Grabados clásicos de Picasso
El Minotauro en su laberinto
Mario Trajtenberg

Al iniciarse la década de 1930, Picasso salía de un período de larga experimentación. Partiendo de los retratos familiares y los cuadros de costumbres del barrio bajo de Barcelona, la temprana madurez del joven genio lo había llevado al cubismo incipiente de Les demoiselles d’Avignon y a los collages de principios del siglo XX; los años 20 habían producido la pesadez escultural de sus figuras “neoclásicas”, que incluyeron escenografías y telones de teatro.

No era un grabador nato, o por lo menos había hecho muy pocos grabados. Pero en 1930 recibió del joven Albert Skira el encargo de ilustrar una traducción al francés de las Metamorfosis de Ovidio, que se convertiría en el primer título de una editorial aún existente. Picasso salía de una época marcada por el surrealismo, y no se comprenderá muy bien qué puede haberlo hecho gravitar hacia un autor del clasicismo latino si no se atiende a los rasgos propios de Ovidio.

-- TAREA --
Reproduce íntegro y sin modificaciones el texto sobre los grabados clásicos de Picasso. Los datos que aparecen a continuación no son necesarios.

-- EXTRACTO DE DATOS --
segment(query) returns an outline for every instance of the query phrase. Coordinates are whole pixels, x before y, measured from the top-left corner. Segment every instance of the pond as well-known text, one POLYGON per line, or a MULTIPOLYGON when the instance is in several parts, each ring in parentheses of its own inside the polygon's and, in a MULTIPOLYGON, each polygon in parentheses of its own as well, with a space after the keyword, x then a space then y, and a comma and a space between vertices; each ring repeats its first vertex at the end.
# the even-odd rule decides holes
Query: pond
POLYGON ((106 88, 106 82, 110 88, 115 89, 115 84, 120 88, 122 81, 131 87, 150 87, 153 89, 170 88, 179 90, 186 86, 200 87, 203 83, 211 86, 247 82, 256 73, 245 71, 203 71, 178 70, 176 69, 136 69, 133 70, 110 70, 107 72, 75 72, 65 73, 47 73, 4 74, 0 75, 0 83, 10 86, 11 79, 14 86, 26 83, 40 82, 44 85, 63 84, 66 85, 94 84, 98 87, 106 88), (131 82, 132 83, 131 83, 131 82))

-- SOLUCIÓN --
Grabados clásicos de Picasso
El Minotauro en su laberinto
Mario Trajtenberg

Al iniciarse la década de 1930, Picasso salía de un período de larga experimentación. Partiendo de los retratos familiares y los cuadros de costumbres del barrio bajo de Barcelona, la temprana madurez del joven genio lo había llevado al cubismo incipiente de Les demoiselles d’Avignon y a los collages de principios del siglo XX; los años 20 habían producido la pesadez escultural de sus figuras “neoclásicas”, que incluyeron escenografías y telones de teatro.

No era un grabador nato, o por lo menos había hecho muy pocos grabados. Pero en 1930 recibió del joven Albert Skira el encargo de ilustrar una traducción al francés de las Metamorfosis de Ovidio, que se convertiría en el primer título de una editorial aún existente. Picasso salía de una época marcada por el surrealismo, y no se comprenderá muy bien qué puede haberlo hecho gravitar hacia un autor del clasicismo latino si no se atiende a los rasgos propios de Ovidio.